* Task prompt *
Continue the news article about the Welsh First Minister calling the England–Wales rugby match a "class struggle," picking up from its final sentence.

England vs. Wales is a ‘class struggle’ says Welsh First Minister Carwyn Jones

Feb 8, 2018

Eddie Jones names the England team for the Six Nations clash at Twickenham

Dan Mullan/Getty Images

England captain Dylan Hartley and Wales skipper Alun Wyn Jones pose with the Six Nations trophy

England have announced their starting XV to face Wales at Twickenham on Saturday, a match that the First Minister of Wales has described as a “class struggle”.

In an interview with The Times Carwyn Jones says the showdown between the Six Nations leaders will resonate for reasons other than rugby. 

“There’s always that class element that comes into the relationship between England and Wales in rugby terms,” said Jones. “The players are all professional now, so we’ve moved away from the idea of miners playing against stockbrokers, but there was always that edge to it. We are a small nation, where rugby is a working-class community game, up against these posh people. I don’t say it’s true, but that’s the perception.”

That perception was played on most fiercely in the straitened economic years of the 1970s and 80s, an era when England/Wales clashes often erupted into violence.

Prior to the 1977 encounter in Cardiff, Wales captain Phil Bennett gave an infamous pep talk to his players, telling them: “Look what these bastards have done to Wales. They’ve taken our coal, our water, our steel. They buy our homes and live in them for a fortnight every year. What have they given us? Absolutely nothing. We’ve been exploited, raped, controlled and punished by the English - and that’s who you are playing this afternoon. The English.”

Such war cries are a thing of the past, the passion diluted by professionalism and the presence in both sides of players born in New Zealand, Fiji, Tonga and elsewhere.

Nonetheless, Jones’s comments will be seized on by both nations in the build-up to Saturday’s encounter, reopening old cliches, if not wounds.

* Dataset content *
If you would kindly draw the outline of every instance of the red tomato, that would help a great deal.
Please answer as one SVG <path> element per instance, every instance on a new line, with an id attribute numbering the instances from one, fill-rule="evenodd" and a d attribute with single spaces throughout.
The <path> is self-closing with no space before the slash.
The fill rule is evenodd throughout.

* Result *
“In England, you’ve got the strong public-school element, not so much in the west of England, before people from Bath and Bristol and Gloucester start having a go at me,” the First Minister said. “But it’s been there. It’s rivalry, it’s not vicious, but there’s a class element.”

Any class friction that exists now is purely among the supporters, not the players. Among the Englishmen who will feature in the squad on Saturday are Jack Nowell, the son of a Cornish fisherman; Owen Farrell, whose dad, Andy, was a Wigan rugby league legend; and Courtney Lawes, whose mum is a prison officer. Another player who doesn’t conform to the First Minister’s stereotype is Richard Wigglesworth (born in Blackpool, not Berkshire).

England and Wales both secured bonus-point wins on the opening weekend of the championship and the winner of Saturday’s clash will be favourites to go on and lift the title.

“It’s the big one, it always was,” said First Minister Jones. “From our perspective, England are the team to be taken down.”

England head coach Eddie Jones has made two changes from the side that beat Italy 46-15 last weekend. Danny Care starts at scrum-half in place of the injured Ben Youngs and Jonathan Joseph comes in for Ben Te’o at outside centre.

The England pack is unchanged, with Dylan Hartley again leading the side. Sam Simmonds, who scored two tries against Italy, starts at No.8.

This weekend’s Six Nations fixtures

Saturday, 10 February

  • Ireland vs. Italy (2.15pm, live on ITV) 
  • England vs. Wales (4.45pm, live on ITV)

Sunday, 11 February

  • Scotland vs. France (3pm, live on BBC)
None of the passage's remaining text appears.